## [What you need to do]
Write out the whole of the material exactly.

Extracted records

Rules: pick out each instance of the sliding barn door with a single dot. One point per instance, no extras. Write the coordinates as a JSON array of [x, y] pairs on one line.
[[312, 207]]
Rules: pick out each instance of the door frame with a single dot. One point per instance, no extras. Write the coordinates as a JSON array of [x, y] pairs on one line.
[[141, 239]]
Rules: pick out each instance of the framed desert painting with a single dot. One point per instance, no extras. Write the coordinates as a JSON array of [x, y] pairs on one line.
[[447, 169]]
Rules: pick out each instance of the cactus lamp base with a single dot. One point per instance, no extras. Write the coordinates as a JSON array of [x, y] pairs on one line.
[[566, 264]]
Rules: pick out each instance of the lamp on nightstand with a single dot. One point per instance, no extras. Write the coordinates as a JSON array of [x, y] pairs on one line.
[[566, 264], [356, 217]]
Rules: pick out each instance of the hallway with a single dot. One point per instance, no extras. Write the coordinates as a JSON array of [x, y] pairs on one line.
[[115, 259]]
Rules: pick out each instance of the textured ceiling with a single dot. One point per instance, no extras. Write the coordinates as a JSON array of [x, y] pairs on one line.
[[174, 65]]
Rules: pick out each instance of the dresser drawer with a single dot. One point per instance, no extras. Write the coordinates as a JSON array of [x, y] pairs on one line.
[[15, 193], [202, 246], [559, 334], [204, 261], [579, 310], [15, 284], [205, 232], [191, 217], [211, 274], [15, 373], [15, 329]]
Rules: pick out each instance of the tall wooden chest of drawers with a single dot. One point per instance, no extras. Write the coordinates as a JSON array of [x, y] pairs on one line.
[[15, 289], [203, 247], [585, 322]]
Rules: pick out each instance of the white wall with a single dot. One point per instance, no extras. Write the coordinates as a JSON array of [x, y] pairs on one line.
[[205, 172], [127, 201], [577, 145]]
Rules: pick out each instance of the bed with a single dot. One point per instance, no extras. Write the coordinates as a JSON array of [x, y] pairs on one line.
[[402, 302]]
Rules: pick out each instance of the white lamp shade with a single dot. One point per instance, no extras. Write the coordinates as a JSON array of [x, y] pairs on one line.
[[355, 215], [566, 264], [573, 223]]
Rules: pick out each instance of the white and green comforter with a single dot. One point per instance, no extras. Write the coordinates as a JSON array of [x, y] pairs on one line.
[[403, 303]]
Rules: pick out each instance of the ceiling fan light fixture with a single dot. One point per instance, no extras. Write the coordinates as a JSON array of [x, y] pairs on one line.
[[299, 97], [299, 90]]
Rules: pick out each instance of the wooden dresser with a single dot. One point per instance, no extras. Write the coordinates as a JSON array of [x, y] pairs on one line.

## [Output for this task]
Rules: pick out each instance of the sliding barn door with a single dot. One point per instance, no extras. Write the coordinates as a JSON array of [x, y] pairs on one line.
[[312, 207]]
Rules: pick out each instance of the door frame with a single dot. One point per instance, no extras. Write the coordinates as a JSON array of [x, y] pairs on one line.
[[141, 239]]
Rules: pick out each instance of the framed desert painting with a single dot. One point per instance, no extras. Write the coordinates as a JSON array of [x, y] pairs on one line.
[[447, 169]]
Rules: pick out each instance of the cactus lamp base with a single dot. One point per instance, no extras. Write the coordinates as a JSON array of [x, y] pairs on one line.
[[566, 264]]
Rules: pick out each instance of the lamp on nightstand with a single dot. One point per instance, no extras. Write the coordinates as a JSON array of [x, y] pairs on one line.
[[566, 264], [356, 217]]
Rules: pick out each instance of the hallway with a single dot. One point per instance, no extras. Write the coordinates as a JSON array of [x, y] pairs on one line.
[[115, 259]]
Rules: pick out each instance of the textured ceiling with a single dot. One point per instance, no extras. Write the coordinates as a JSON array of [x, y] pairs on one line.
[[174, 65]]
Rules: pick out each instance of the dresser drawer with a single dot. One point per instance, no extras. Write the coordinates as a JSON array of [x, y] pairs on one line.
[[15, 193], [202, 246], [559, 334], [204, 261], [579, 310], [15, 284], [205, 232], [191, 217], [211, 274], [15, 373], [15, 329]]
Rules: pick out each instance of the tall wooden chest of drawers with a single dot. One point per instance, no extras. Write the coordinates as a JSON array of [x, y] pairs on one line.
[[15, 289], [203, 247], [585, 322]]
Rules: pick out each instance of the white wall with a single dot. One point per instance, no extras. Write the coordinates as a JSON array of [x, y] pairs on one line.
[[205, 172], [127, 201], [577, 145]]
Rules: pick out each instance of the bed with a single dot. One point per instance, no extras. Write the coordinates as a JSON array of [x, y] pairs on one line.
[[402, 302]]
Rules: pick out each instance of the white lamp shade with a single dot. One point per instance, no extras. Write the coordinates as a JSON array of [x, y] pairs on one line.
[[355, 215], [566, 264], [573, 223]]
Rules: pick out each instance of the white and green comforter with a single dot. One point per instance, no extras. Write the coordinates as a JSON array of [x, y] pairs on one line.
[[403, 303]]
Rules: pick out each instance of the ceiling fan light fixture with a single dot. One point per instance, no extras. Write the coordinates as a JSON array of [x, y] pairs on one line.
[[299, 97], [299, 90]]
Rules: pick out each instance of the wooden dresser with a single dot. One point per instance, no extras. Write the coordinates as a JSON array of [x, y] pairs on one line.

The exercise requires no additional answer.